Skip to content
New issue

Have a question about this project? Sign up for a free GitHub account to open an issue and contact its maintainers and the community.

By clicking “Sign up for GitHub”, you agree to our terms of service and privacy statement. We’ll occasionally send you account related emails.

Already on GitHub? Sign in to your account

Crash in ICorProfilerInfo2.DoStackSnapshot #37586

Closed
birnbeidla opened this issue Jun 8, 2020 · 10 comments
Closed

Crash in ICorProfilerInfo2.DoStackSnapshot #37586

birnbeidla opened this issue Jun 8, 2020 · 10 comments

Comments

@birnbeidla
Copy link

Hi

I'm writing a profiler that periodically gets the managed stacks from all available threads.
Collecting stack data is done by a separate thread that does stack walking with a specific interval. We call that thread the collector thread.
The profiler works with both desktop and core CLR and can runs on Windows aswell as on Linux.

For asynchronous stack walking, I tried several different approcaches and in one specific environment, I encountered a problem.
The environment is 32bit processes on Windows with core CLR.

This is a brief explaination of how the async stack walking works: (all the work is done on the collector thread)

  1. Enumerate all existing managed threads and picks one. We call that thread the target thread.
  2. Suspend the target with a call to win32 APIs SuspendThread
  3. Get the target threads CONTEXT information via win32 APIs GetThreadContext
  4. Stack walk to the first managed frame.
    • Call GetFunctionFromIP from profiler callbacks to check for a managed frame
    • Use StackWalk64 from dbghelp.dll to walk to the next frame.

• Task list
(a) In the GitHub issue, which environment did the stack-walking problem show up in?
(b) Output the part of the GitHub issue from "1. Enumerate all" up to and including "first managed frame.", word for word.

• Data listing
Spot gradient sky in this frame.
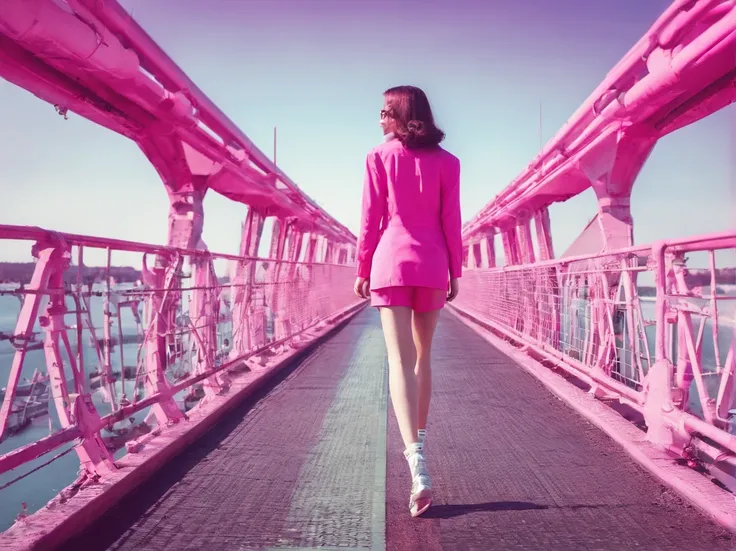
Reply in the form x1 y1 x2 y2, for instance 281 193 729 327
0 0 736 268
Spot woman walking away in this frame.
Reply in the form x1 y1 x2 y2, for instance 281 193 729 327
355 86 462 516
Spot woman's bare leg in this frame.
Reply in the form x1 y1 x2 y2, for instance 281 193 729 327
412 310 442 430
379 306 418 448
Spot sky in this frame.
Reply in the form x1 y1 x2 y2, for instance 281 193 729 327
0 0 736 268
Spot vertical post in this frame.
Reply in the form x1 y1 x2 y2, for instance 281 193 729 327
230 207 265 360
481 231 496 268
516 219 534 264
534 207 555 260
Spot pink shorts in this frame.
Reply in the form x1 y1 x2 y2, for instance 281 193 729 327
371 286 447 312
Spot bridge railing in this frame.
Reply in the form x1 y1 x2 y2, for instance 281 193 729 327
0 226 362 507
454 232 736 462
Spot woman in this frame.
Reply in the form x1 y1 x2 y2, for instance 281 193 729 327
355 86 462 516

• Solution set
(a) 32-bit processes on Windows with core CLR.

(b)
1. Enumerate all existing managed threads and picks one. We call that thread the target thread.
  2. Suspend the target with a call to win32 APIs SuspendThread
  3. Get the target threads CONTEXT information via win32 APIs GetThreadContext
  4. Stack walk to the first managed frame.